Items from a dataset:
* BEGIN *

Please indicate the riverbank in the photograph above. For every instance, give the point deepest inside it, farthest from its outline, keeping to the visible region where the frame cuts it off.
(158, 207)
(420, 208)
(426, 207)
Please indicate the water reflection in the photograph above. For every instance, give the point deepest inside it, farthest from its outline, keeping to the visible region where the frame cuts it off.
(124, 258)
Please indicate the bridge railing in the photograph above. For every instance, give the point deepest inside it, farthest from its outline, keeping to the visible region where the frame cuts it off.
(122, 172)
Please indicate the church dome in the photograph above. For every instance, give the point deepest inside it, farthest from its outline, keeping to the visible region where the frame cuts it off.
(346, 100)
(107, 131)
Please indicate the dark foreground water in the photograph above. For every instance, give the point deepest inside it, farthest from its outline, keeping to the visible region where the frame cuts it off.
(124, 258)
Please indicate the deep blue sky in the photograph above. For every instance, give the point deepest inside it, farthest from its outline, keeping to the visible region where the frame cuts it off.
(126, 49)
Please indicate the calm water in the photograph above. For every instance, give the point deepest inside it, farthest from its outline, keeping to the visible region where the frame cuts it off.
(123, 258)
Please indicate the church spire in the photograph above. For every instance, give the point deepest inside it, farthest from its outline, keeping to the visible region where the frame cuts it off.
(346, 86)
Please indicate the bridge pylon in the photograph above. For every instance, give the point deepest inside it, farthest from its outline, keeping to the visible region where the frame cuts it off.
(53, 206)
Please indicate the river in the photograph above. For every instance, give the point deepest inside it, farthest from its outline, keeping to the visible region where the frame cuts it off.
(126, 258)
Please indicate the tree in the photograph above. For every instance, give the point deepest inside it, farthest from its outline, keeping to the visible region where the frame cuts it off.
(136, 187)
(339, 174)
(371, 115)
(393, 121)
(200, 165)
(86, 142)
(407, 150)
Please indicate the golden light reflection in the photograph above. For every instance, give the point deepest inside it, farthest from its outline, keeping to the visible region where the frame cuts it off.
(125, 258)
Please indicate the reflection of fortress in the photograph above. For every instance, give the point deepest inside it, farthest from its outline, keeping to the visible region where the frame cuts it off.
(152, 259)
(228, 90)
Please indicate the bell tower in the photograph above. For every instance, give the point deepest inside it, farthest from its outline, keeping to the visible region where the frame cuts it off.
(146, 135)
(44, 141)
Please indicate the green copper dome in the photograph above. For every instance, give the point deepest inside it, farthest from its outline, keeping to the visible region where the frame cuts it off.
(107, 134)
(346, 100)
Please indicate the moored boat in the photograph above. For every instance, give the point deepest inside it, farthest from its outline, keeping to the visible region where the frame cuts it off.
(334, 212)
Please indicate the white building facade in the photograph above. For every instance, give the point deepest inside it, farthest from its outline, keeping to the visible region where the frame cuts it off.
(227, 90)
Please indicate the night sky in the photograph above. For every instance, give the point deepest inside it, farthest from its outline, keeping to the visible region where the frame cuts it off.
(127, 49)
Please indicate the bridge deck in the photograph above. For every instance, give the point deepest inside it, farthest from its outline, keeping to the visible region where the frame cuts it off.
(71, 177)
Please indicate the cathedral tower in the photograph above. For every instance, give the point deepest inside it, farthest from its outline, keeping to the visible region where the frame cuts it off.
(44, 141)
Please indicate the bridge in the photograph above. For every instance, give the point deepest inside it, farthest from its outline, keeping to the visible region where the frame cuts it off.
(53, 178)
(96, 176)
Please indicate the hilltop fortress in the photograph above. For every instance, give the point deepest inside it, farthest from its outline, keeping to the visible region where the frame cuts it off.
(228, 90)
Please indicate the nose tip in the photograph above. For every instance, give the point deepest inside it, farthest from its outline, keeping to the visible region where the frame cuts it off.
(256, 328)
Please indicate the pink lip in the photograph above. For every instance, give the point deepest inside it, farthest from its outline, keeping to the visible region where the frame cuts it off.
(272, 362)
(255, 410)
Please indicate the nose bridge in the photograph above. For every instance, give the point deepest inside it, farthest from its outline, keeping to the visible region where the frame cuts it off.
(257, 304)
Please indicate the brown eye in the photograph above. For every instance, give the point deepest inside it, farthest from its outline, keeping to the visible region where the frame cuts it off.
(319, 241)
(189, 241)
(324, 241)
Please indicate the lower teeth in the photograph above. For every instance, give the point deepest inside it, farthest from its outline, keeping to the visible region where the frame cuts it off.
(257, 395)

* END *

### [SET EXERCISE]
Please write out every line again, starting with the line that contains "Please indicate the brown" and going on through the end of the material, requests included. Scale each coordinate in the answers by 2.15 and round it to a whole number, with halves rounded up.

### [RESULT OF THE TASK]
Please indicate the brown eye in the photograph above. For every instance, give the point deepest inside it, farthest from its outline, keeping to the visible region where the frame cuts it off.
(686, 518)
(406, 518)
(697, 518)
Please indicate the lower teeth in the photograph above. For every instance, give the point deepest inside it, farthest from its outline, keeping to the visible region where the frame cuts it off.
(553, 849)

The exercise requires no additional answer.